> _Written request_: Please copy the records below, beginning at the line that has "fireplace shown above?" and stopping after the line that has "[120,61,127,70]", with every line kept in place. Raise each coordinate in the answers by 67.

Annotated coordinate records
◇ ◇ ◇
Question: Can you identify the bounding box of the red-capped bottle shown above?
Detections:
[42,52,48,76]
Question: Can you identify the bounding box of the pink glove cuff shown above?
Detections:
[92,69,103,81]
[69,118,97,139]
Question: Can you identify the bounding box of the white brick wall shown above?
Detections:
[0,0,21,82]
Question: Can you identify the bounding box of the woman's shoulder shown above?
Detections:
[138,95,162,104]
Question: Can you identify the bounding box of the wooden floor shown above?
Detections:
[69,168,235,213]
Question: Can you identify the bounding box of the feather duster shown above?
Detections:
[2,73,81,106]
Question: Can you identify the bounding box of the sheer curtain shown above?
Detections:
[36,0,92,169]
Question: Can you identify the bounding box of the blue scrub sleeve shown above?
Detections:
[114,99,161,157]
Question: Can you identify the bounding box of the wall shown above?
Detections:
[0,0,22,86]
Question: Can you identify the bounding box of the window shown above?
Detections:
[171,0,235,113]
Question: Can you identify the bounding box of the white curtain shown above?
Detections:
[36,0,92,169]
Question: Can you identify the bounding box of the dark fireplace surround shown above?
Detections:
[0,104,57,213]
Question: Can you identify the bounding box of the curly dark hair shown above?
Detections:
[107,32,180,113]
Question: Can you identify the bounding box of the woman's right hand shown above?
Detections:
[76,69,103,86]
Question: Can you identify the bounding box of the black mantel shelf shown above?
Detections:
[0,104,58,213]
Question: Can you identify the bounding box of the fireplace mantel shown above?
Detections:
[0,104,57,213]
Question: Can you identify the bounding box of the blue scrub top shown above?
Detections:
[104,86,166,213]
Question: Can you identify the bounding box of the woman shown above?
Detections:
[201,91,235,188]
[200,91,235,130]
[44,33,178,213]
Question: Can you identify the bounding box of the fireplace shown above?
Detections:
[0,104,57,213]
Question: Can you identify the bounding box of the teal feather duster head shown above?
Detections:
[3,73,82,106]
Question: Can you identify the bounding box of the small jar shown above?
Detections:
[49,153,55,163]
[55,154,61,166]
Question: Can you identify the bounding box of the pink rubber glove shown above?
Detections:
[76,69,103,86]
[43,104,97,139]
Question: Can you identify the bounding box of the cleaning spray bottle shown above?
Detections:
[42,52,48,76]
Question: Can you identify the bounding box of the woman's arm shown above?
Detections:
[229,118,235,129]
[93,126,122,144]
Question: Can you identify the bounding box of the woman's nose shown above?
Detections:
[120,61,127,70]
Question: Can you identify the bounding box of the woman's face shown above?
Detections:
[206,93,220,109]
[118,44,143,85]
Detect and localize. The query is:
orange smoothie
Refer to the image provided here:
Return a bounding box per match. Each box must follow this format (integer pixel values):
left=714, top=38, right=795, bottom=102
◇ ◇ ◇
> _Full response_:
Question: Can you identify the bounding box of the fireplace shown above?
Detections:
[67,171,124,280]
Question: Can you identify the bounding box of the teal feather duster head shown above?
Detections:
[70,140,149,173]
Question: Can you identify the bounding box of the small jar shown above?
Detections:
[116,220,122,230]
[122,221,128,233]
Question: Can you identify the bounding box of the pink rubber glove shown above?
Detections:
[143,136,170,153]
[110,171,164,206]
Question: Can you identify the bounding box of the cleaning spray bottle shown above?
Detections:
[109,119,115,143]
Question: Can you identify the bounding box of the woman's arm shown above?
Detections:
[296,185,302,196]
[160,193,189,211]
Question: Can you identify the bounding box of the woman's nose shown above?
Detections:
[187,128,194,137]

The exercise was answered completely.